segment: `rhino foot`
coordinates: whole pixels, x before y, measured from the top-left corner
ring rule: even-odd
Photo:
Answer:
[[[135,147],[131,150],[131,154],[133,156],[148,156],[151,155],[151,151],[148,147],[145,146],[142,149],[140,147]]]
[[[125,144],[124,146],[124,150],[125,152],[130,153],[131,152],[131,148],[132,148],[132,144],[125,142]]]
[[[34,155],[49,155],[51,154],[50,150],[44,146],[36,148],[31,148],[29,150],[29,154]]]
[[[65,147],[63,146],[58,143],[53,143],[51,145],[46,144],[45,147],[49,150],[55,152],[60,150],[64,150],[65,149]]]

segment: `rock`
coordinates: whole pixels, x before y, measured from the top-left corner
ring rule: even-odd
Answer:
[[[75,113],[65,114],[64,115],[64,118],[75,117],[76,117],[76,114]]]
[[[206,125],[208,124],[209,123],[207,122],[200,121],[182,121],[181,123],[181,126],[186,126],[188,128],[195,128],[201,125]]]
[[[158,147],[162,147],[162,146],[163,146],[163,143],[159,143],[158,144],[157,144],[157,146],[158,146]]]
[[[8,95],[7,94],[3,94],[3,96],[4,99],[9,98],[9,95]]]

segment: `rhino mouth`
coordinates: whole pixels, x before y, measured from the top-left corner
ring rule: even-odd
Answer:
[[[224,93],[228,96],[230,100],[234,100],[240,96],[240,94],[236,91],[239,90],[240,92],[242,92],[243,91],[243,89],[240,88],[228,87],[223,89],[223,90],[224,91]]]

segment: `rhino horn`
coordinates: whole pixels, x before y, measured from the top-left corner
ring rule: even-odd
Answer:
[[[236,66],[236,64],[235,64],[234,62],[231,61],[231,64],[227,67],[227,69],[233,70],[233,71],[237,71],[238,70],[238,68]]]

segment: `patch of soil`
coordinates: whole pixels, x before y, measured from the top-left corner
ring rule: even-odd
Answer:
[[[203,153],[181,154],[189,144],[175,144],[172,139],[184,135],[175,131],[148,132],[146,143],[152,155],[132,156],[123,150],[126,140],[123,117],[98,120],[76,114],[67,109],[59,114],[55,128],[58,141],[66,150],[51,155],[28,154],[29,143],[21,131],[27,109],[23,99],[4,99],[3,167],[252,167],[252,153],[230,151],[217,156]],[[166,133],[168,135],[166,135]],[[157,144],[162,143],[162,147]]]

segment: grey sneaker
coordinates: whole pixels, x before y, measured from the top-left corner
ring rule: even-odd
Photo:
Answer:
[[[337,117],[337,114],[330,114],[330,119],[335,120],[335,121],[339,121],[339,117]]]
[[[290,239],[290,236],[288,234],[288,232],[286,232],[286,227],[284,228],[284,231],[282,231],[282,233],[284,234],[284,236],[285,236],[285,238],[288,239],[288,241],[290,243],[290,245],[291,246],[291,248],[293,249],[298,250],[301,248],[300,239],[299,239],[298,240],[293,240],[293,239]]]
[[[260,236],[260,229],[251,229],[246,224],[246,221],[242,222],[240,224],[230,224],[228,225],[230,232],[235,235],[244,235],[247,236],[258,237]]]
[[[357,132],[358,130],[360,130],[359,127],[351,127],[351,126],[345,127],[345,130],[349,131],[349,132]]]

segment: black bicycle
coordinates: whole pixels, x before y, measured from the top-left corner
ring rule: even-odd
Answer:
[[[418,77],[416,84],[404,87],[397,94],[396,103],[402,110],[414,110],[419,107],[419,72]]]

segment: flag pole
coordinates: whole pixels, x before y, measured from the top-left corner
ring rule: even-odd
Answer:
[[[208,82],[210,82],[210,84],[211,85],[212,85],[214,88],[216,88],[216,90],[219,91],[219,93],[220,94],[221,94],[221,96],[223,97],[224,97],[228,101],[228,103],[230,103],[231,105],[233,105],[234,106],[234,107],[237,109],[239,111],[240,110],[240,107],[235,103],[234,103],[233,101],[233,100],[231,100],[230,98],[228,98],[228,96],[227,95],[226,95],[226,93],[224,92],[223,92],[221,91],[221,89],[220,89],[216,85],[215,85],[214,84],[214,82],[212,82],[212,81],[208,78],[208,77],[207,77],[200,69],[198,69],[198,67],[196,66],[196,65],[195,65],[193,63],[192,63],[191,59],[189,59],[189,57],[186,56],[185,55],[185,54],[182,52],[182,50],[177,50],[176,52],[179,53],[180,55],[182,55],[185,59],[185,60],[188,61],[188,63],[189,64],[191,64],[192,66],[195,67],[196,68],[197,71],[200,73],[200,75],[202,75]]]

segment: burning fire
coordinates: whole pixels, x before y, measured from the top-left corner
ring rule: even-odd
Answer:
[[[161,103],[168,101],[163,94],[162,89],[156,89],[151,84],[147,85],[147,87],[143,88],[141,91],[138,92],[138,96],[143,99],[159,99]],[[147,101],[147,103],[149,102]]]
***
Exercise prompt:
Transcribe all of the material above line for line, changing nothing.

Solution to this task:
segment: `rhino foot`
coordinates: whole pixels, x before y, measured from the top-left corner
ring rule: even-odd
Photo:
Answer:
[[[135,147],[131,150],[131,154],[133,156],[148,156],[151,155],[151,151],[148,147],[145,146],[142,149],[140,147]]]
[[[125,144],[124,146],[124,150],[125,152],[130,153],[131,152],[131,148],[132,148],[132,144],[125,142]]]
[[[34,155],[49,155],[51,154],[50,150],[44,146],[36,148],[31,148],[29,150],[29,154]]]
[[[65,147],[63,146],[58,143],[53,143],[51,145],[46,144],[45,147],[49,150],[55,152],[60,150],[64,150],[65,149]]]

segment: `rock`
coordinates: whole pixels, x before y, measured from the top-left corner
ring rule: even-odd
Answer:
[[[75,113],[65,114],[64,115],[64,118],[75,117],[76,117],[76,114]]]
[[[206,125],[208,124],[209,123],[207,122],[200,121],[182,121],[181,123],[181,126],[186,126],[188,128],[195,128],[201,125]]]
[[[158,147],[162,147],[162,146],[163,146],[163,143],[159,143],[158,144],[157,144],[157,146],[158,146]]]
[[[8,95],[7,94],[3,94],[3,96],[4,99],[9,98],[9,95]]]

segment: `rhino mouth`
coordinates: whole pixels, x before y, measured from the top-left corner
ring rule: even-odd
Answer:
[[[224,93],[228,96],[230,100],[234,100],[240,96],[240,94],[236,91],[239,90],[240,92],[242,92],[243,91],[243,89],[240,88],[228,87],[223,89],[223,90],[224,91]]]

segment: `rhino horn`
coordinates: whole pixels, x before y, measured from the top-left corner
ring rule: even-odd
Answer:
[[[236,66],[236,64],[235,64],[234,62],[231,61],[231,64],[227,67],[227,69],[233,70],[233,71],[237,71],[238,70],[238,68]]]

segment: `patch of soil`
coordinates: whole pixels, x before y, measured from the top-left corner
ring rule: even-odd
Answer:
[[[203,153],[181,154],[189,144],[175,144],[172,139],[184,135],[175,131],[148,132],[146,143],[152,155],[132,156],[123,150],[126,140],[123,117],[98,120],[76,114],[67,109],[59,114],[55,128],[58,141],[66,150],[51,155],[28,154],[29,143],[21,131],[27,109],[23,99],[4,99],[3,167],[252,167],[252,153],[230,151],[217,156]],[[166,133],[168,135],[166,135]],[[157,144],[162,143],[162,147]]]

segment: grey sneaker
coordinates: whole pixels, x before y, measured from the top-left corner
ring rule: even-odd
Photo:
Answer:
[[[337,117],[337,114],[330,114],[330,119],[335,120],[335,121],[339,121],[339,117]]]
[[[290,239],[290,236],[288,234],[288,232],[286,232],[286,227],[284,228],[284,231],[282,231],[282,233],[284,234],[284,236],[285,236],[285,238],[288,239],[288,241],[290,243],[290,245],[291,246],[291,248],[293,249],[298,250],[301,248],[300,239],[299,239],[298,240],[293,240],[293,239]]]
[[[260,236],[260,229],[251,229],[246,224],[246,221],[242,222],[240,224],[230,224],[228,225],[230,232],[235,235],[244,235],[247,236],[258,237]]]
[[[357,132],[358,130],[360,130],[359,127],[351,127],[351,126],[345,127],[345,130],[349,131],[349,132]]]

segment: black bicycle
coordinates: whole pixels, x before y, measured from the top-left corner
ring rule: even-odd
Answer:
[[[418,77],[416,84],[404,87],[397,94],[396,103],[402,110],[414,110],[419,107],[419,72]]]

segment: flag pole
coordinates: whole pixels, x before y, measured from the top-left corner
ring rule: even-odd
Answer:
[[[208,82],[210,82],[210,84],[211,85],[212,85],[214,88],[216,88],[216,90],[219,91],[219,93],[220,94],[221,94],[221,96],[223,97],[224,97],[228,101],[228,103],[230,103],[231,105],[233,105],[234,106],[234,107],[237,109],[239,111],[240,110],[240,107],[235,103],[234,103],[233,101],[233,100],[231,100],[230,98],[228,98],[228,96],[227,95],[226,95],[226,93],[224,92],[223,92],[221,91],[221,89],[220,89],[216,85],[215,85],[214,84],[214,82],[212,82],[212,81],[208,78],[208,77],[207,77],[200,69],[198,69],[198,67],[196,66],[196,65],[195,65],[193,63],[192,63],[191,59],[189,59],[189,57],[186,56],[185,55],[185,54],[182,52],[182,50],[177,50],[176,52],[179,53],[180,55],[182,55],[185,59],[185,60],[188,61],[188,63],[189,64],[191,64],[192,66],[195,67],[196,68],[197,71],[200,73],[200,75],[202,75]]]

segment: burning fire
coordinates: whole pixels, x before y, measured from the top-left corner
ring rule: even-odd
Answer:
[[[161,103],[168,101],[163,94],[162,89],[156,89],[151,84],[147,85],[147,87],[143,88],[141,91],[138,92],[138,96],[143,99],[159,99]],[[147,101],[147,103],[149,102]]]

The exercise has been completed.